■ **Dataset records**:
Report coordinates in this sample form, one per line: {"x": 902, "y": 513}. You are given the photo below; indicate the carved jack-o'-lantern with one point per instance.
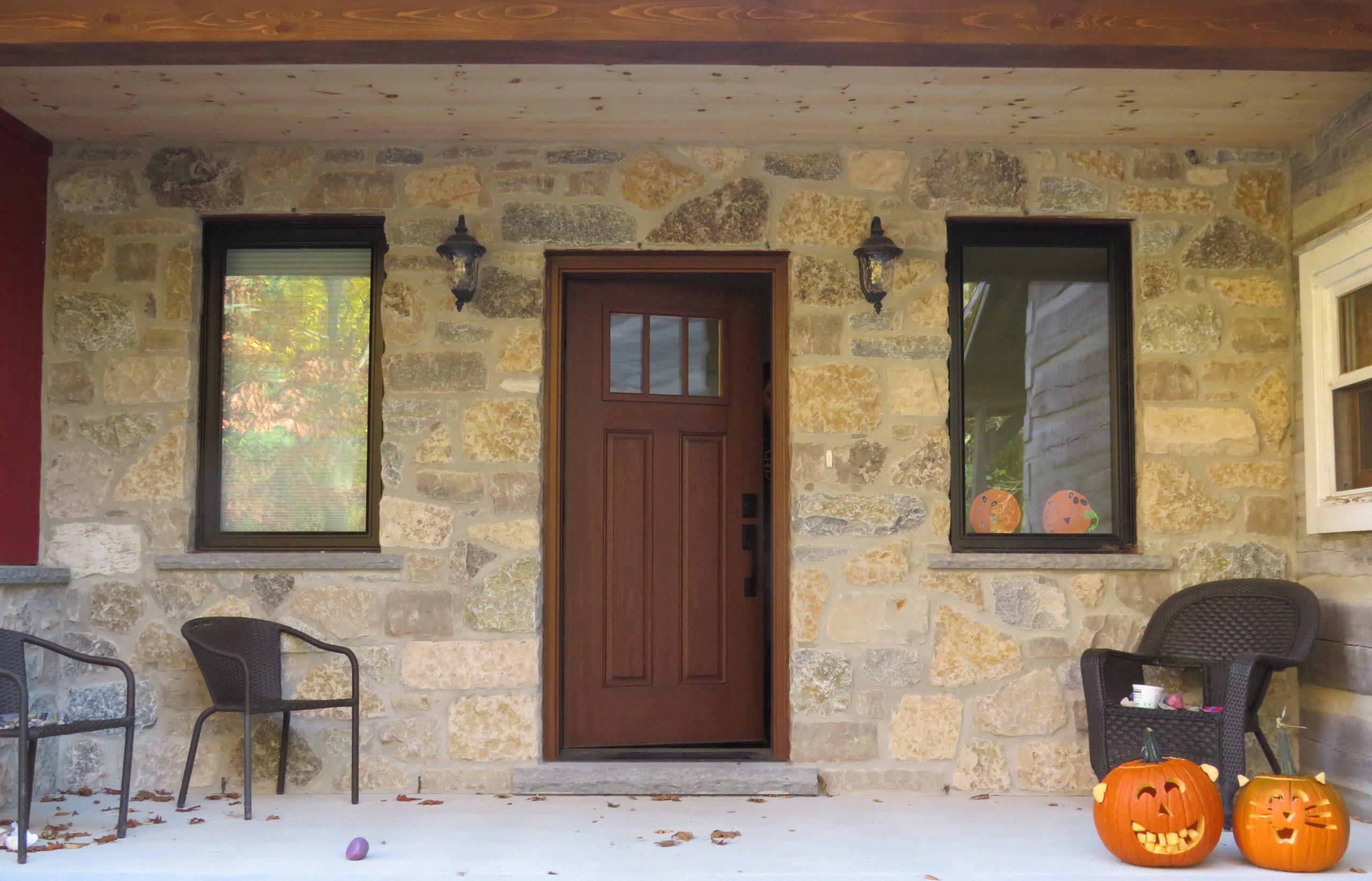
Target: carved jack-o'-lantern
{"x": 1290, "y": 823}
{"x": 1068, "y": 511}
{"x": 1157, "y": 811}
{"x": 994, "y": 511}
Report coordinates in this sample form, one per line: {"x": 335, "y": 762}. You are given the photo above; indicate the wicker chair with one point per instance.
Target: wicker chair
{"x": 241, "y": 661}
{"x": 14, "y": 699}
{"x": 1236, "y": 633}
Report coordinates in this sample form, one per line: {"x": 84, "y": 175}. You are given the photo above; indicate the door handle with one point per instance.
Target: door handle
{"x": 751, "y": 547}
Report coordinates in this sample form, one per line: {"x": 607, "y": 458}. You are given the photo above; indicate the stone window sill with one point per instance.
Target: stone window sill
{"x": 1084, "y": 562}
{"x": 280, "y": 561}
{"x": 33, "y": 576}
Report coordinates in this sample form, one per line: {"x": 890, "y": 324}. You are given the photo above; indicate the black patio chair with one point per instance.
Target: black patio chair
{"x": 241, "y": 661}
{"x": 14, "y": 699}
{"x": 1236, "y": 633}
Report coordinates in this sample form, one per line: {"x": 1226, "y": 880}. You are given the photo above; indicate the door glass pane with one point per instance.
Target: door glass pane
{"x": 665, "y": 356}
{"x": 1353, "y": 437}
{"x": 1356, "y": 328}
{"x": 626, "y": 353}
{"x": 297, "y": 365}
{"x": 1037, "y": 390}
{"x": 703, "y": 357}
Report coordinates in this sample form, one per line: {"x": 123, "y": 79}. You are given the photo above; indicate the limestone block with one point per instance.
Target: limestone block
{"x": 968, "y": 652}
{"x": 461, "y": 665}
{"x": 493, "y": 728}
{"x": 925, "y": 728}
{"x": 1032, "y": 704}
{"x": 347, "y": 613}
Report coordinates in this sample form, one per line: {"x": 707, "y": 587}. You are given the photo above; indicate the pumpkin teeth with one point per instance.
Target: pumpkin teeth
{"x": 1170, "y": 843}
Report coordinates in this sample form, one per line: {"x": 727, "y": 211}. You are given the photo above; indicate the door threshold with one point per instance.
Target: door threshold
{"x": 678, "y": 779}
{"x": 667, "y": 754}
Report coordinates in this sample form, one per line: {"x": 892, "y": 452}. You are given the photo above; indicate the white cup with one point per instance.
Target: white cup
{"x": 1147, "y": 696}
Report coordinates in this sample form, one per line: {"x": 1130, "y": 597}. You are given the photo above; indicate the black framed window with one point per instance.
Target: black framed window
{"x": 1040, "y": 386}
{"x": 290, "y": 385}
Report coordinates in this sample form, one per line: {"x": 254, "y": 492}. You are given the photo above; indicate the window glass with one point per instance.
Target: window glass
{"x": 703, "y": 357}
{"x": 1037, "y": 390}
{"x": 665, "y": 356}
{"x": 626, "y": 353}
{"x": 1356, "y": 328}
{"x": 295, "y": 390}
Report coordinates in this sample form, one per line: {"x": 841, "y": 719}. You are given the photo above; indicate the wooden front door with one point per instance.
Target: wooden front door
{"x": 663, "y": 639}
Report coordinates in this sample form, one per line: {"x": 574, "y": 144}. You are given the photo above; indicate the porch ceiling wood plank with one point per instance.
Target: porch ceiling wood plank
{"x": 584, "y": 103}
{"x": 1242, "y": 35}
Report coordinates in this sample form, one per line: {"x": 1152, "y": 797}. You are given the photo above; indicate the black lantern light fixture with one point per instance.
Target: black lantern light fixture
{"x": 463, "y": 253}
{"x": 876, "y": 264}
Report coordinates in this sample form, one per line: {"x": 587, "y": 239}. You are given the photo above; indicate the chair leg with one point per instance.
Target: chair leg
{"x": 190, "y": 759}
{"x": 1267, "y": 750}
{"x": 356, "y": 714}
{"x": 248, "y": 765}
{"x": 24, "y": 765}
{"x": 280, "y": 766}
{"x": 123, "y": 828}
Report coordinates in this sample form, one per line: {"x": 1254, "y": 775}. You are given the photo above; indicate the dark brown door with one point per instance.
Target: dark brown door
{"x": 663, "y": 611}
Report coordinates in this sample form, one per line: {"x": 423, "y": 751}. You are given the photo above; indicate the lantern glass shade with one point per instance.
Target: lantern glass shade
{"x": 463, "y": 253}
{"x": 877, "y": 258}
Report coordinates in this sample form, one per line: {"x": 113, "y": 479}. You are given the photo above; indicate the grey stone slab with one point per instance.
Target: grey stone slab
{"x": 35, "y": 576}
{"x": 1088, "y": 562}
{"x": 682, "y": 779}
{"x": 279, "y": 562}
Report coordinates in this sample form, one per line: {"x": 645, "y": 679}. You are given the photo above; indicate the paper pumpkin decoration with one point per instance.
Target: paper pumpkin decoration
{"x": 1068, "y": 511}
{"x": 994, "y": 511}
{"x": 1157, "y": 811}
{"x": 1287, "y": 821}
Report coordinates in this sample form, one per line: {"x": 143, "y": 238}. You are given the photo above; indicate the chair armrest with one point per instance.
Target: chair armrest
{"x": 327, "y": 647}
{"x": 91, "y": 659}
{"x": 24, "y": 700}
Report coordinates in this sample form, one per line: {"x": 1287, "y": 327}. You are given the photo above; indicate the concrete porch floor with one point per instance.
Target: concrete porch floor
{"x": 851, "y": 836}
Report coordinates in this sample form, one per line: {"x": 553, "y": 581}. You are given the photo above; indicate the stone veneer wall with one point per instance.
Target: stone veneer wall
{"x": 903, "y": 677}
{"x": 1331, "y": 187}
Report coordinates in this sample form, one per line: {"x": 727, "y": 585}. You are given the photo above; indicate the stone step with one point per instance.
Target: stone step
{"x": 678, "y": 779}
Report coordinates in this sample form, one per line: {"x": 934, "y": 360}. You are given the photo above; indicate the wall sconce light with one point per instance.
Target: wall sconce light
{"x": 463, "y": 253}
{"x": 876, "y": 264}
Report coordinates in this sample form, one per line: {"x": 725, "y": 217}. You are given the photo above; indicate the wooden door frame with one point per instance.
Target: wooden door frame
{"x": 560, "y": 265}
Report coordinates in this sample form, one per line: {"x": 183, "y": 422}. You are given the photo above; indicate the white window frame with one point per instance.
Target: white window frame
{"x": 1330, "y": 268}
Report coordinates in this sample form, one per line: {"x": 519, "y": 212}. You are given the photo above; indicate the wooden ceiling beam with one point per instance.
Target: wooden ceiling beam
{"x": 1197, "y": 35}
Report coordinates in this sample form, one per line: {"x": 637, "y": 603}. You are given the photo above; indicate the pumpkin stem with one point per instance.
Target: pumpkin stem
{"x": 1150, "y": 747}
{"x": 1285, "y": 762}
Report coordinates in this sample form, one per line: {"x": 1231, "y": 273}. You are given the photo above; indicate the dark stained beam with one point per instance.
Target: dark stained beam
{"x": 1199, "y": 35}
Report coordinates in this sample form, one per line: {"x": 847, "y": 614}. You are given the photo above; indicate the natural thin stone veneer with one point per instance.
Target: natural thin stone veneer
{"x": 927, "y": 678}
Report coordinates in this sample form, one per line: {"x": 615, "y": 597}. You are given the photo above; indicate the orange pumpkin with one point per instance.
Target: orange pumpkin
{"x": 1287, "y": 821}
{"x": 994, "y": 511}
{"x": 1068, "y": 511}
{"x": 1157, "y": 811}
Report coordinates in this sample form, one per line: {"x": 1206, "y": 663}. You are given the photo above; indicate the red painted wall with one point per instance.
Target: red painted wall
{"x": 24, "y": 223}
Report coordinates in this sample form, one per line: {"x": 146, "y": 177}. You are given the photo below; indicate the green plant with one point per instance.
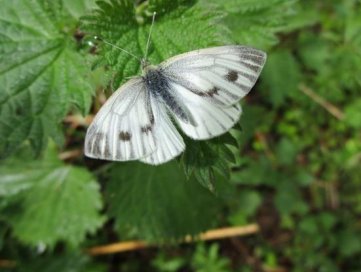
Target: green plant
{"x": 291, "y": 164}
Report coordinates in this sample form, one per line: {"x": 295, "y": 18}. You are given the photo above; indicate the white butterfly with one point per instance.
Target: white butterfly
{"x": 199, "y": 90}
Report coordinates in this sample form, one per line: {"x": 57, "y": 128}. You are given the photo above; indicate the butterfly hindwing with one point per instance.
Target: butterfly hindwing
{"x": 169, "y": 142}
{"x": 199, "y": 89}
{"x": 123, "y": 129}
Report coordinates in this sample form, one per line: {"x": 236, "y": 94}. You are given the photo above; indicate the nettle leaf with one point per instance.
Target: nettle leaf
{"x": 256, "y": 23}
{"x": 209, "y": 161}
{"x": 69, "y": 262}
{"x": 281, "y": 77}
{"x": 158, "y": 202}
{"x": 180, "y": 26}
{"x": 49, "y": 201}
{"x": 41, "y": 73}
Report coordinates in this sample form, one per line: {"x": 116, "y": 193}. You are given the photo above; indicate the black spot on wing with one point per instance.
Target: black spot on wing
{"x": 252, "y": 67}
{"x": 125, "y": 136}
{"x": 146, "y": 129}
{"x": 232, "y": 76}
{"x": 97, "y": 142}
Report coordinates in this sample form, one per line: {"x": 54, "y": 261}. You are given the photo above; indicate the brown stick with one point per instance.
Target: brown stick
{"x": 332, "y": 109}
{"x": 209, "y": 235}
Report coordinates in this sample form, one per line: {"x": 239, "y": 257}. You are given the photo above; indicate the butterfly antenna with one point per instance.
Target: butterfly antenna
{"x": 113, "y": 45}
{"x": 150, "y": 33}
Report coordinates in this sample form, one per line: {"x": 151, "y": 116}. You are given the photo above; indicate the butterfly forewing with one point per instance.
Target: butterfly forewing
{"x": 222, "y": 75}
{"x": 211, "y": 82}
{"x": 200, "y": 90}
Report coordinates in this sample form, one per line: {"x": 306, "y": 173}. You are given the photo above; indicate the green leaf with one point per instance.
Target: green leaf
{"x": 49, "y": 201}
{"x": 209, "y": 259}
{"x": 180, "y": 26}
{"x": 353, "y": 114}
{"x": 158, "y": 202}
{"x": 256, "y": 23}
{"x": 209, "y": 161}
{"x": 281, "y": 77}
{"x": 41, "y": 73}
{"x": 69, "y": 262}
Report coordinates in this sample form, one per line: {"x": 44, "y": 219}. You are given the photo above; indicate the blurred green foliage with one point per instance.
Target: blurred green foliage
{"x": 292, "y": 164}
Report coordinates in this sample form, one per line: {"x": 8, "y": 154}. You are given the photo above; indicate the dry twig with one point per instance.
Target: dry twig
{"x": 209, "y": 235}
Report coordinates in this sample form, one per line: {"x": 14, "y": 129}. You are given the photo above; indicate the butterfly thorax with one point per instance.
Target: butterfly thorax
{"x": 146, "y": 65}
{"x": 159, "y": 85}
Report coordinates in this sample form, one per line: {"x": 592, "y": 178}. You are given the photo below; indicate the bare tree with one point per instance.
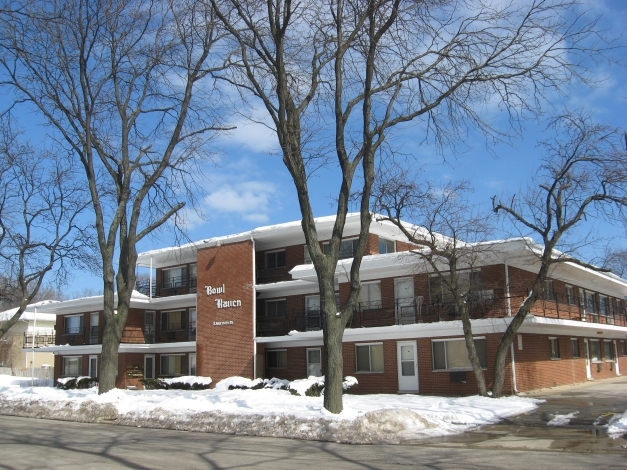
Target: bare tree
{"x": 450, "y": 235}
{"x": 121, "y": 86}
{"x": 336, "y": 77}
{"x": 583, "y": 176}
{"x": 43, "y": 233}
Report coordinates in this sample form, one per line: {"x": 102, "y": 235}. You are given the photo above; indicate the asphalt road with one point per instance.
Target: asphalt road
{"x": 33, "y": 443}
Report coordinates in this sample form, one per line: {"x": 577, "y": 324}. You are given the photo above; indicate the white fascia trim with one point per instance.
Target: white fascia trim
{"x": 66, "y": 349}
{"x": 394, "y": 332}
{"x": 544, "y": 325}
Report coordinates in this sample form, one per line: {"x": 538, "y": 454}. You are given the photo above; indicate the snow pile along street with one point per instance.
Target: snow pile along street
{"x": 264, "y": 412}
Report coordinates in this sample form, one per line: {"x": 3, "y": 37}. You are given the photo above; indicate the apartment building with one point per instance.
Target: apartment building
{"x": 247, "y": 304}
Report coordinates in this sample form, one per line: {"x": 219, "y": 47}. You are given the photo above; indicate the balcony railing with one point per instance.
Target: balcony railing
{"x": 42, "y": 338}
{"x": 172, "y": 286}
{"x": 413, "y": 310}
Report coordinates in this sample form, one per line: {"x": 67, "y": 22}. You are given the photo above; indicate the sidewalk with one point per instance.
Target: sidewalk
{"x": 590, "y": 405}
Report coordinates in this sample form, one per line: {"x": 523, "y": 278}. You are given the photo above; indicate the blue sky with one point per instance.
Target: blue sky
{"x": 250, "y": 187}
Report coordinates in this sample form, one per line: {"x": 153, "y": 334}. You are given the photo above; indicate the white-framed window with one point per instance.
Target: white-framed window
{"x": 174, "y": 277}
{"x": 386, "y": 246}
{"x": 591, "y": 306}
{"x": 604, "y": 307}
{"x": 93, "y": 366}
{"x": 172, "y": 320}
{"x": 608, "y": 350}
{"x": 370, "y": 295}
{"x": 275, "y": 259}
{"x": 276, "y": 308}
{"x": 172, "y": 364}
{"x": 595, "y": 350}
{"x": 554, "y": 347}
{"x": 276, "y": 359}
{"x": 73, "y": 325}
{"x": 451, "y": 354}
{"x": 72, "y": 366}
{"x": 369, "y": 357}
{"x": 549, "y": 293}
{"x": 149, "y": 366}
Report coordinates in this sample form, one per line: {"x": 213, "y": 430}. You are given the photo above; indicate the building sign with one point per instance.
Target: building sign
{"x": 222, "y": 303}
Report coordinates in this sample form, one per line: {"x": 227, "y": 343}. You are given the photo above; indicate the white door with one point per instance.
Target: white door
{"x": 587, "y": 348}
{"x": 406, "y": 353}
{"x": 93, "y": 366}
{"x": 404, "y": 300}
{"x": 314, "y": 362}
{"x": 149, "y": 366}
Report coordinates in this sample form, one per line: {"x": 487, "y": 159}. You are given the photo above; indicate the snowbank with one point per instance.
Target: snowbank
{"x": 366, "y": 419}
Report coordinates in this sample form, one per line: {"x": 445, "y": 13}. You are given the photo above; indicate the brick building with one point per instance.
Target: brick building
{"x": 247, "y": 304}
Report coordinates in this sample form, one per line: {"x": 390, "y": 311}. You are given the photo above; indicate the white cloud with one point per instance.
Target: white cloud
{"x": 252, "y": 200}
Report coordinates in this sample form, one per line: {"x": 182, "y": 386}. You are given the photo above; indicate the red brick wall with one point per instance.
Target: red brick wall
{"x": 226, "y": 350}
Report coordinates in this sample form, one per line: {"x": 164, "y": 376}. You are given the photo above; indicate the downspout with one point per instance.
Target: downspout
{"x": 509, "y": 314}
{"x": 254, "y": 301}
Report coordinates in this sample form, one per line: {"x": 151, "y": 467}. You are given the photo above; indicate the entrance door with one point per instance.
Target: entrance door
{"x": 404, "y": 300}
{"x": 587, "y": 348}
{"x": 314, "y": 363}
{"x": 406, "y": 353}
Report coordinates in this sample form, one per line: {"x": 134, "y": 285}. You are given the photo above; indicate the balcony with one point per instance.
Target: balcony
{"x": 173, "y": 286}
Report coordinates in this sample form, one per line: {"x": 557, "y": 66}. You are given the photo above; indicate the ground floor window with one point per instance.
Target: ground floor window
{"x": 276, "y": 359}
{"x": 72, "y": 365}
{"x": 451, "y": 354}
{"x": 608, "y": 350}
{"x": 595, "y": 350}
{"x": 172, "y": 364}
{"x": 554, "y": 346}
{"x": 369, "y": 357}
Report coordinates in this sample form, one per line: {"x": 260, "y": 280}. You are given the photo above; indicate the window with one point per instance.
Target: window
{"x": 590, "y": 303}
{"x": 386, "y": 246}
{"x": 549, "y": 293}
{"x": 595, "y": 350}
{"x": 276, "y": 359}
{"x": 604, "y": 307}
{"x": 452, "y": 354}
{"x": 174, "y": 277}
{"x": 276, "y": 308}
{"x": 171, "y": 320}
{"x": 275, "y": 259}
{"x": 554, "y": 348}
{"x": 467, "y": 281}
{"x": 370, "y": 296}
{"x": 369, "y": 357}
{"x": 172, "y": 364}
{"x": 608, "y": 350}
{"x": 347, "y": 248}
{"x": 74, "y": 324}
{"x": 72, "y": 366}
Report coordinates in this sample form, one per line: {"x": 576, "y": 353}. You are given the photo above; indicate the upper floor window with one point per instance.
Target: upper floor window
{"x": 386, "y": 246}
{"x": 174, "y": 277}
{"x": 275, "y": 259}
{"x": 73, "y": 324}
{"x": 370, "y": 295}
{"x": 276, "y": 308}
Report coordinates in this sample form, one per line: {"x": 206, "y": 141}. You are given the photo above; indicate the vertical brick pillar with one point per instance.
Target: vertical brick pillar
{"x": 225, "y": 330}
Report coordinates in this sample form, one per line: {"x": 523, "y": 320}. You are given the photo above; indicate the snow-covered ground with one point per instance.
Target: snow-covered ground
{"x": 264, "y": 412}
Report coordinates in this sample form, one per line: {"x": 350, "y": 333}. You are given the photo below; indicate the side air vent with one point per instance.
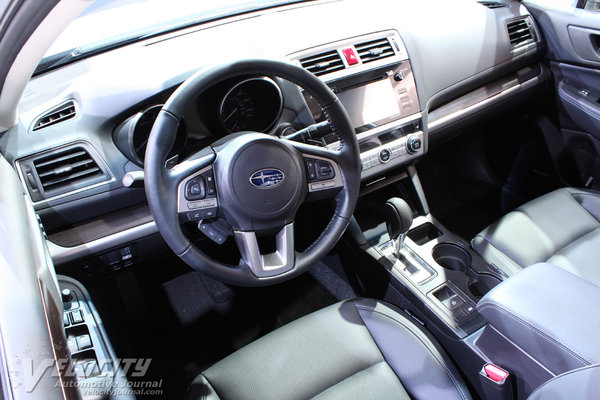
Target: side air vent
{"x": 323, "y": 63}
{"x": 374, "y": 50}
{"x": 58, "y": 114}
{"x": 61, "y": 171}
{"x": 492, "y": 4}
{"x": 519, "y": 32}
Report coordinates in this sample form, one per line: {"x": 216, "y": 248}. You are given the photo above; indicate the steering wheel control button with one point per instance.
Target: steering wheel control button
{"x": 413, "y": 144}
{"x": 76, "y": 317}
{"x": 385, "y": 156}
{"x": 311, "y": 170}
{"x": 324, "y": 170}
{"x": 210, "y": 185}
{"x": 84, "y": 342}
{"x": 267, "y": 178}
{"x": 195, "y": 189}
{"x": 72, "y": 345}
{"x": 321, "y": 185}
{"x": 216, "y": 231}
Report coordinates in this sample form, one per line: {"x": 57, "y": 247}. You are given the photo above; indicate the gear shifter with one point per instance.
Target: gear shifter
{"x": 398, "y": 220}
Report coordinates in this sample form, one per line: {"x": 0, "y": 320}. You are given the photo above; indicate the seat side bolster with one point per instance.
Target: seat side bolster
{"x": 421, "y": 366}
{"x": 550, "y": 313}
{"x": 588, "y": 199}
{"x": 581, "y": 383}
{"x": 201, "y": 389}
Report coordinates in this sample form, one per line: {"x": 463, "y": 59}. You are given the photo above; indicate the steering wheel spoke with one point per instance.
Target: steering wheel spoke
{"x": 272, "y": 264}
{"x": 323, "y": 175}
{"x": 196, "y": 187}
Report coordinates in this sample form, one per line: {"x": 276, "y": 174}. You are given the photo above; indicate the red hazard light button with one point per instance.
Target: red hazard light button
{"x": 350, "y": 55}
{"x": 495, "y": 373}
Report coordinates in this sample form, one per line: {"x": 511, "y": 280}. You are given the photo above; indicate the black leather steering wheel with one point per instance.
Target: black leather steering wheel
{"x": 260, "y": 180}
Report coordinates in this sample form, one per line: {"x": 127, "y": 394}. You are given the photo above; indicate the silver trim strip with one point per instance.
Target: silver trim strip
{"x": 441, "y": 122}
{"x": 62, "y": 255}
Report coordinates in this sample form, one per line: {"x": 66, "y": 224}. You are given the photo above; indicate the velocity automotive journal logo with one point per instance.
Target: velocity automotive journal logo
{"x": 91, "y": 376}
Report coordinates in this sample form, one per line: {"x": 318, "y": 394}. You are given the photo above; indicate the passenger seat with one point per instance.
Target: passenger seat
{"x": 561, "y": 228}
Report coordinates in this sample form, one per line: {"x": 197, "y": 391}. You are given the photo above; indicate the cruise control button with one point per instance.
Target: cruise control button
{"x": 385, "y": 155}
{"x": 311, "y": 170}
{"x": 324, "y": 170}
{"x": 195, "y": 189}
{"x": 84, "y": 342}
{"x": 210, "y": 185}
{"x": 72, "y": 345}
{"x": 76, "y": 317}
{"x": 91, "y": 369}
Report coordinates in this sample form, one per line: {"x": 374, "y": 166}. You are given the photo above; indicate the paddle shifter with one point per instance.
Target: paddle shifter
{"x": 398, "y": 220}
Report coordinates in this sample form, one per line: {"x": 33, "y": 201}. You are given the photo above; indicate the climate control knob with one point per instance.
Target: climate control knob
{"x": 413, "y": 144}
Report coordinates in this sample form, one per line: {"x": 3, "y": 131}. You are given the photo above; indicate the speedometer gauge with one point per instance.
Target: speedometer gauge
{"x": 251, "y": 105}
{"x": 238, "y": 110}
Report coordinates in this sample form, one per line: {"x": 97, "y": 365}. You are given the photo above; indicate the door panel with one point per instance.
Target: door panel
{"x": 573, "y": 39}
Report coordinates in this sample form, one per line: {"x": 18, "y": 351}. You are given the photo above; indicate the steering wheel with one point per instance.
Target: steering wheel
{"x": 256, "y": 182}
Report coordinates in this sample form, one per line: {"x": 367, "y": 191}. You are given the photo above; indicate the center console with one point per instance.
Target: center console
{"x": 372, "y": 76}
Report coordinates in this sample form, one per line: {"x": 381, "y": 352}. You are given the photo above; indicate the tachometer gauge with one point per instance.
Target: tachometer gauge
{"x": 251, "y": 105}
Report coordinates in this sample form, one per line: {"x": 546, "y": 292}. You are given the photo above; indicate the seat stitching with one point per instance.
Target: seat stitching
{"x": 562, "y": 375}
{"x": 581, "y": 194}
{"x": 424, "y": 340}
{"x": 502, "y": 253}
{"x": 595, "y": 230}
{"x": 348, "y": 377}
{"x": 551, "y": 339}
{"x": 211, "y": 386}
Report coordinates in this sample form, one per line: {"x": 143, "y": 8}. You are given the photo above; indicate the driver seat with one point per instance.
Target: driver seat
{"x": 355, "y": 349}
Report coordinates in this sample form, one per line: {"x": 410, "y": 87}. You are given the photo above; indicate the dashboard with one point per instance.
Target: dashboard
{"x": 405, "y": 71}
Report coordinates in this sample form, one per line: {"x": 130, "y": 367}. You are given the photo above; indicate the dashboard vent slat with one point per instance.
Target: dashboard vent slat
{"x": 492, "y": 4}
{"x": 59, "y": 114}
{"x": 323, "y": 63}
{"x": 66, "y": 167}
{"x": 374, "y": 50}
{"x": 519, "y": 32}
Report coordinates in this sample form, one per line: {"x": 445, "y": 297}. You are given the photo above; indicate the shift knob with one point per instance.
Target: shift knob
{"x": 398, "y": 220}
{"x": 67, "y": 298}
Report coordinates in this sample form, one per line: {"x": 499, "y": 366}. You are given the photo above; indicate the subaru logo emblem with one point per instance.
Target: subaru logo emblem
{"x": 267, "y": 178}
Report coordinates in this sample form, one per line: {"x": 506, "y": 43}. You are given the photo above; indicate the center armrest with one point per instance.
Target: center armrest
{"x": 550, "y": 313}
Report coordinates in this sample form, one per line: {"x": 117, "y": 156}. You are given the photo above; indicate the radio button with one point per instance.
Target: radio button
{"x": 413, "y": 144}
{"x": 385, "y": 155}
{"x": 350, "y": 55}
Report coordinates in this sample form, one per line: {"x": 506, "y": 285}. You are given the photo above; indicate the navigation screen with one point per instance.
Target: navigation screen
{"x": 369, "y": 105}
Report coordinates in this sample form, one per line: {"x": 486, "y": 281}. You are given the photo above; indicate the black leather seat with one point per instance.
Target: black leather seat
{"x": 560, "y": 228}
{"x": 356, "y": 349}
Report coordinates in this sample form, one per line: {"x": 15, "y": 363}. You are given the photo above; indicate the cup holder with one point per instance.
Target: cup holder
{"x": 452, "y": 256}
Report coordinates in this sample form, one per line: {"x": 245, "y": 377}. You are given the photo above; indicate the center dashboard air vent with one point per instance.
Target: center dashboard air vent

■ **PROMPT**:
Each line above that contains the word "below" must be copied.

■ **SOLVED EXERCISE**:
Report coordinates in this sample form, one per line: {"x": 902, "y": 513}. You are given the photo below; indicate the carved jack-o'-lantern with one point per instance.
Report coordinates in this sample form, one per line: {"x": 146, "y": 177}. You are given the photo below; indicate the green plant with one point per instance.
Report coordinates in this sample form, one per line: {"x": 592, "y": 178}. You are given the photo below; indicate the bare tree with one point per instance.
Report coordinates in this sample form, one per line: {"x": 350, "y": 333}. You are given the photo below; indicate the side air vent with one point per instance.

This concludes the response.